** Begin Supplied records **

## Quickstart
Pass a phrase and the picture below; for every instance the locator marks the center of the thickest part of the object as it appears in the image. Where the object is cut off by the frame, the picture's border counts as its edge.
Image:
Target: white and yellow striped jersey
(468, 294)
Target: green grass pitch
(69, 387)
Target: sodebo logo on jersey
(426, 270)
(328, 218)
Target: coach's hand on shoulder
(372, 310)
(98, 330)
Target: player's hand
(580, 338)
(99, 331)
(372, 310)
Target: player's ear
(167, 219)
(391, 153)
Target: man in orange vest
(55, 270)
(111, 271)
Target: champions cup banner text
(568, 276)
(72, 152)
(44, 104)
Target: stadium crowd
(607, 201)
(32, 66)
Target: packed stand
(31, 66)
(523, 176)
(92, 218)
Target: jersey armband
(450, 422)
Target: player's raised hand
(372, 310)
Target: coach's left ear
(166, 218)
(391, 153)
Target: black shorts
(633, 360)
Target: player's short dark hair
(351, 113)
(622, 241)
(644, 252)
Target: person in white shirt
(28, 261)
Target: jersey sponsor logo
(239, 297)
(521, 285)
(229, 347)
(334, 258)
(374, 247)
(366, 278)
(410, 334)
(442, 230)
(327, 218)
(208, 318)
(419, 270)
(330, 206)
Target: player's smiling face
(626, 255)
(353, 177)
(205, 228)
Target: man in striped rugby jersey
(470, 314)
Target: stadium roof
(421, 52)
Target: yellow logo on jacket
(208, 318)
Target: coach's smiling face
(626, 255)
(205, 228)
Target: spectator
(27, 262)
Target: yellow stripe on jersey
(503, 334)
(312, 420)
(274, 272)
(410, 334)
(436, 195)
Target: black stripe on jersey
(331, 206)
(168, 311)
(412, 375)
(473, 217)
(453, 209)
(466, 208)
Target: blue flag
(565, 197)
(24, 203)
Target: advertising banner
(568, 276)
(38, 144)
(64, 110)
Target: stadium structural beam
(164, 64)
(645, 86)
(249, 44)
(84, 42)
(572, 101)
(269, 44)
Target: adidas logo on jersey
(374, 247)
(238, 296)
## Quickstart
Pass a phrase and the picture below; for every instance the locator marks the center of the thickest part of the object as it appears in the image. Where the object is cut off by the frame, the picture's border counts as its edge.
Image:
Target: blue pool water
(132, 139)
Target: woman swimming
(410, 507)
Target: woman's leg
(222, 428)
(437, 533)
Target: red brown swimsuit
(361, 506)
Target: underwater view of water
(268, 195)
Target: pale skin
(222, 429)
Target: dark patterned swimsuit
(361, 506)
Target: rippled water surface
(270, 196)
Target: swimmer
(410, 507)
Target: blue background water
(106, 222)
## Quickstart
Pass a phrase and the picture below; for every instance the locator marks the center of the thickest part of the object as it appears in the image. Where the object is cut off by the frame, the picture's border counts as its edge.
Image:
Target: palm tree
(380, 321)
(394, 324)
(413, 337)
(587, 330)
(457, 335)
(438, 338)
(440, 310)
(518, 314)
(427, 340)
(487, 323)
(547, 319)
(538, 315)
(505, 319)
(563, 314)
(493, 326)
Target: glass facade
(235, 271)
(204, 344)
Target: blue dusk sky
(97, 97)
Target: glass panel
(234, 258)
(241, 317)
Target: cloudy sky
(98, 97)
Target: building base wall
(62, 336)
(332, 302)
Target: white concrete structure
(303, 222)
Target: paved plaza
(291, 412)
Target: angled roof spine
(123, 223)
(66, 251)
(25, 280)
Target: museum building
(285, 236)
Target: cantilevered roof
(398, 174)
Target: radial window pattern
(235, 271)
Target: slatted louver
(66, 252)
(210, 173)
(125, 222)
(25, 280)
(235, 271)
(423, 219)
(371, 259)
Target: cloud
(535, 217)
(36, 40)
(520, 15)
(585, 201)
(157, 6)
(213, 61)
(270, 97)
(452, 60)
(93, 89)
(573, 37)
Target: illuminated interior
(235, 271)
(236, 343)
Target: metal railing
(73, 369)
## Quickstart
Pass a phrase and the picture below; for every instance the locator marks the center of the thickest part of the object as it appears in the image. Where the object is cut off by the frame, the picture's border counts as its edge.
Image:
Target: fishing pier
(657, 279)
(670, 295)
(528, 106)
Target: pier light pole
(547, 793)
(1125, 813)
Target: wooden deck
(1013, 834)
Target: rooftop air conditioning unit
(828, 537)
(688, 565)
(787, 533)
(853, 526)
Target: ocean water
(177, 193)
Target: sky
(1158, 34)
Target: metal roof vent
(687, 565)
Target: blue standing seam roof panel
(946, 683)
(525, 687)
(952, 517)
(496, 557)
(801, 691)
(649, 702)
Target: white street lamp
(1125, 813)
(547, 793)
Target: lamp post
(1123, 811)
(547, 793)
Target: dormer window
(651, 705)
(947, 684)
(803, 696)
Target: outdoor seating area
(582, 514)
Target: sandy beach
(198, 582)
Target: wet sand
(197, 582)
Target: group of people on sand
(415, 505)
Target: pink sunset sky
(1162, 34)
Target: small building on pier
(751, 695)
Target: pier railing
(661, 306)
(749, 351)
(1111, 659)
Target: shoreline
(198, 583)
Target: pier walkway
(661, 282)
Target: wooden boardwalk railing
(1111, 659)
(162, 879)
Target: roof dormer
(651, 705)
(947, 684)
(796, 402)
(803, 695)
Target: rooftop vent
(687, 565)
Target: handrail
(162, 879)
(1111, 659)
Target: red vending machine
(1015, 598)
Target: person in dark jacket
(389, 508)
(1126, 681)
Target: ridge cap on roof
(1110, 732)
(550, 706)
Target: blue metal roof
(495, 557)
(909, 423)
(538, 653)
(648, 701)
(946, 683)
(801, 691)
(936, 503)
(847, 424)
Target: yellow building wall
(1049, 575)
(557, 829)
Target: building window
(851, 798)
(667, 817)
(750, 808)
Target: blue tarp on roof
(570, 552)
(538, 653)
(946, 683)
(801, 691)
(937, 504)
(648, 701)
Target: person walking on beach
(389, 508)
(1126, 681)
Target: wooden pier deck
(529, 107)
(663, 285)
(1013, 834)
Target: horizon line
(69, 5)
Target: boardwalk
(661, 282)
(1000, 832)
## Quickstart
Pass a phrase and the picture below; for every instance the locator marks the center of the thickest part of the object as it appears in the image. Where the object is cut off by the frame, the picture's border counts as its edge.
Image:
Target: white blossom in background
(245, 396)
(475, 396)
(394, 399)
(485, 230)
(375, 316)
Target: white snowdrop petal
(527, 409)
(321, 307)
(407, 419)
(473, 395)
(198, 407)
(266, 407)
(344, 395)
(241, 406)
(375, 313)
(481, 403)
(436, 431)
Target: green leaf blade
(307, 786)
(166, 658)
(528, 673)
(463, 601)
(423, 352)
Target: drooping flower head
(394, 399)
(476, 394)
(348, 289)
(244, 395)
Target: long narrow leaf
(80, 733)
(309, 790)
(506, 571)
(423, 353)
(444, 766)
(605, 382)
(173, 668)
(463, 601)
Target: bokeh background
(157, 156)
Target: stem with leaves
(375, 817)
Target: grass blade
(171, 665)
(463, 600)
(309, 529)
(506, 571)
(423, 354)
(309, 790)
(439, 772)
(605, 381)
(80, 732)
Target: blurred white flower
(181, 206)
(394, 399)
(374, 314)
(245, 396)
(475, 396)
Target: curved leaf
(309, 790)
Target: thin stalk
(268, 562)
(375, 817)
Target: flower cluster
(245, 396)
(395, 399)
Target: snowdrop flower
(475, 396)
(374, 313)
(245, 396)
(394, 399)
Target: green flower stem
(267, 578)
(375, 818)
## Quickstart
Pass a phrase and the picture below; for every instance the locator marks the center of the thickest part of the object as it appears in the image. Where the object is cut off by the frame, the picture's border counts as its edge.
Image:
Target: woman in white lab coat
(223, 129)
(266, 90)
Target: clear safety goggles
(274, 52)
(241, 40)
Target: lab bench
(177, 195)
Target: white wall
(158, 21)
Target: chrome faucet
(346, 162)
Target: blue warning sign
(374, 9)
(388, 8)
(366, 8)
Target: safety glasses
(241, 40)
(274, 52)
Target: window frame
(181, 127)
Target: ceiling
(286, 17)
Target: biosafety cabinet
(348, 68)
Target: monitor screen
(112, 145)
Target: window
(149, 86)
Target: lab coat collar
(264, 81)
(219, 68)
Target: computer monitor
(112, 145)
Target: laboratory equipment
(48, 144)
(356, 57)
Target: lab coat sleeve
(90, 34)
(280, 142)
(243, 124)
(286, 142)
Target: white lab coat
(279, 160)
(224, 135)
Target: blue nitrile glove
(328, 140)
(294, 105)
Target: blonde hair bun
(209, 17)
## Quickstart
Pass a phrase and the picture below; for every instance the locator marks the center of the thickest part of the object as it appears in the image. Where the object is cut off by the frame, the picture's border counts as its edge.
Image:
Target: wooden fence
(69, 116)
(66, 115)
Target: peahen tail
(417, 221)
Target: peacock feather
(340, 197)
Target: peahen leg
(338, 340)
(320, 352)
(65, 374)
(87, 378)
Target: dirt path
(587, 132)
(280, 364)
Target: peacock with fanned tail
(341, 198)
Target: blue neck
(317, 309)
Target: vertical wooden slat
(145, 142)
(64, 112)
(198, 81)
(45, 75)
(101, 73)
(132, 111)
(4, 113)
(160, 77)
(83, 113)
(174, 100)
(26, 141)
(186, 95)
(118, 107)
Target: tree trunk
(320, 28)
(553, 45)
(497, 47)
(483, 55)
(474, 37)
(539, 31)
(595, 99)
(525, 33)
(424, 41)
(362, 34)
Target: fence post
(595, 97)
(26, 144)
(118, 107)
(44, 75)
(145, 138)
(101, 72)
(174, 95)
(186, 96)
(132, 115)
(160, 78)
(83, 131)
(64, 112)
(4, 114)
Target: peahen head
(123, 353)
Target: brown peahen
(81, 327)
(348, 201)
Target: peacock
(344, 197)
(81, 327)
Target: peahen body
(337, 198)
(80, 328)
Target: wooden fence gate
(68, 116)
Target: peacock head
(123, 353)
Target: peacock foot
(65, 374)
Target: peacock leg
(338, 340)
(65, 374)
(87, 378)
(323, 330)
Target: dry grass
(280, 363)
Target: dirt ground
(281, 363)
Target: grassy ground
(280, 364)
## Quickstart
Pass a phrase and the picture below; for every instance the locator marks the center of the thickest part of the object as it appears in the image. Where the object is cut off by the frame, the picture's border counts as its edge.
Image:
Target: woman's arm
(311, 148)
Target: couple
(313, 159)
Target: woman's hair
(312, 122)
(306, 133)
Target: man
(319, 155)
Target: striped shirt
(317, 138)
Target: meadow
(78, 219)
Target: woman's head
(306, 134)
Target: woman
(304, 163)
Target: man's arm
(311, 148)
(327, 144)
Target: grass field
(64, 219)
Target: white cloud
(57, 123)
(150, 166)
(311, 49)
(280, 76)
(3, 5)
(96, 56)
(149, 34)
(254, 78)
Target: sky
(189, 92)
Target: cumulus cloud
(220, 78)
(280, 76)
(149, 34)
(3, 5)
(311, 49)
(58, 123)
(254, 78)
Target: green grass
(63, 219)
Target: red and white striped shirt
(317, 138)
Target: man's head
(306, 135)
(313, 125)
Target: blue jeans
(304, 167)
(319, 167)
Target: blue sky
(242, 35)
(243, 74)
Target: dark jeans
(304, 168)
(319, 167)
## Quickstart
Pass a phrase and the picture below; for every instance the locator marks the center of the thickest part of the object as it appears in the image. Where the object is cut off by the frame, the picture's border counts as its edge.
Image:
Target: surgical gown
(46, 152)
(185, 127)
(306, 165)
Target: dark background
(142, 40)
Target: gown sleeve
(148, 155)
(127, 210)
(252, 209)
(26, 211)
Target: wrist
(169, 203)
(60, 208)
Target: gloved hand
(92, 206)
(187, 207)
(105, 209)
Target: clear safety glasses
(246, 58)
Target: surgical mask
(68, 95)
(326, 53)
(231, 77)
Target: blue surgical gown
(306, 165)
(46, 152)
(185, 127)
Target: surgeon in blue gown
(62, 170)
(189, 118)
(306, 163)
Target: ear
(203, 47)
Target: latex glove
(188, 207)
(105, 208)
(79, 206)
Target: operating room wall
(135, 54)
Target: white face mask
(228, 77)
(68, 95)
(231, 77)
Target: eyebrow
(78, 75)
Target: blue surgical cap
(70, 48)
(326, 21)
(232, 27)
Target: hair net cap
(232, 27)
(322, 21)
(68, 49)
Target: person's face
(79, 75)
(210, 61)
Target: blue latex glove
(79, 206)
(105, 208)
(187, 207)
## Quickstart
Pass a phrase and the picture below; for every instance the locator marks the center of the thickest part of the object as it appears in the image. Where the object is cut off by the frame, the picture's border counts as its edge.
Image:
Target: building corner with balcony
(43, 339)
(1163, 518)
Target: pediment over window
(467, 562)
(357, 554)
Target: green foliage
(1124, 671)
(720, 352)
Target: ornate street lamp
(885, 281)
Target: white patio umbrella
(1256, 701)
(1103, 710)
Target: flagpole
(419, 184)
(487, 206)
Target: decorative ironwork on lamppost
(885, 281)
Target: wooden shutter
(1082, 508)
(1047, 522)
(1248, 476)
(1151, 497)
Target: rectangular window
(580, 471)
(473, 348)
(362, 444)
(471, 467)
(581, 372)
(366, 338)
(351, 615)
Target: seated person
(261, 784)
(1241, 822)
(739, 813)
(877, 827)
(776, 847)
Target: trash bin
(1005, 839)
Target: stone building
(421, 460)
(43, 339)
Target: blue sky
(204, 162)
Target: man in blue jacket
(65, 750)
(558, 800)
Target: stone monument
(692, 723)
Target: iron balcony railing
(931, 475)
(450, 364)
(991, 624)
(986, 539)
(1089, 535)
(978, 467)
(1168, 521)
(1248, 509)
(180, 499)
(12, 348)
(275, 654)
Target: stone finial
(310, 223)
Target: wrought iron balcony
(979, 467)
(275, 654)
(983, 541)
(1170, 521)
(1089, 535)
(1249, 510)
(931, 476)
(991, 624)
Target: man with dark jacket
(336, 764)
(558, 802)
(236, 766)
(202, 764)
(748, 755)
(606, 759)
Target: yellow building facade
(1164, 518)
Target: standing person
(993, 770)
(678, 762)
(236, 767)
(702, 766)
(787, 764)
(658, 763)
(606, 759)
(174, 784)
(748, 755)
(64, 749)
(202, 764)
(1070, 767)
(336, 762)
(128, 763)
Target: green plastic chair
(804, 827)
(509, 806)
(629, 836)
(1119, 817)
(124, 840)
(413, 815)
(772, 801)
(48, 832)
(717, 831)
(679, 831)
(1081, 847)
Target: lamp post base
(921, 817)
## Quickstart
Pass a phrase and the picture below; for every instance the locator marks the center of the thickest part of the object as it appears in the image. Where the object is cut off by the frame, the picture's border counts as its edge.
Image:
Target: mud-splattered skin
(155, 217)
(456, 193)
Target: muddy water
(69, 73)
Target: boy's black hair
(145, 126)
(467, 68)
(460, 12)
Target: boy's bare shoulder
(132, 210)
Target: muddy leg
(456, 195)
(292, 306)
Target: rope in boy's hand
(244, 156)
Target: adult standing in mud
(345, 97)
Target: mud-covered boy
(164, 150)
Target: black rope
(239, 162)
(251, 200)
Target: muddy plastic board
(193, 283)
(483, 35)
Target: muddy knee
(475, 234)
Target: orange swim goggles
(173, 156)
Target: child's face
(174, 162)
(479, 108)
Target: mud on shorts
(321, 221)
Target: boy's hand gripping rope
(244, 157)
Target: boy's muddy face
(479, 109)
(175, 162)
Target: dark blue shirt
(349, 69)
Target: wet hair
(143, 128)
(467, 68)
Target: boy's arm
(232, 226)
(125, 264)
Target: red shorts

** End Supplied records **

* _Task directions_
Switch every "pier" to "jetty" in the records, from the line containing "Target: metal roof vent" through the line containing "(1000, 832)". Give only those lines, with nothing else changed.

* _Task response_
Target: metal roof vent
(687, 565)
Target: blue standing seam roof panel
(946, 683)
(525, 687)
(952, 517)
(496, 557)
(801, 691)
(649, 702)
Target: white street lamp
(1125, 813)
(547, 793)
Target: lamp post
(1123, 811)
(547, 793)
Target: dormer window
(651, 705)
(947, 684)
(803, 696)
Target: outdoor seating area
(582, 514)
Target: sandy beach
(198, 582)
Target: wet sand
(197, 582)
Target: group of people on sand
(415, 505)
Target: pink sunset sky
(1162, 34)
Target: small building on jetty
(751, 695)
Target: jetty railing
(661, 306)
(749, 351)
(1111, 659)
Target: shoreline
(198, 583)
Target: jetty walkway
(661, 282)
Target: wooden boardwalk railing
(1111, 659)
(162, 879)
Target: roof dormer
(651, 705)
(947, 684)
(796, 402)
(803, 695)
Target: rooftop vent
(687, 565)
Target: handrail
(162, 879)
(1111, 659)
Target: red vending machine
(1015, 598)
Target: person in dark jacket
(389, 508)
(1126, 681)
Target: ridge cap on roof
(1110, 732)
(550, 706)
Target: blue metal roof
(495, 557)
(909, 423)
(538, 653)
(648, 701)
(946, 683)
(801, 691)
(936, 503)
(847, 424)
Target: yellow building wall
(1049, 575)
(557, 829)
Target: building window
(851, 798)
(667, 817)
(750, 808)
Target: blue tarp on roof
(570, 552)
(538, 653)
(946, 683)
(801, 691)
(937, 504)
(648, 701)
Target: person walking on beach
(389, 508)
(1126, 681)
Target: wooden jetty deck
(529, 107)
(663, 285)
(1013, 834)
Target: horizon line
(69, 5)
Target: boardwalk
(661, 282)
(1000, 832)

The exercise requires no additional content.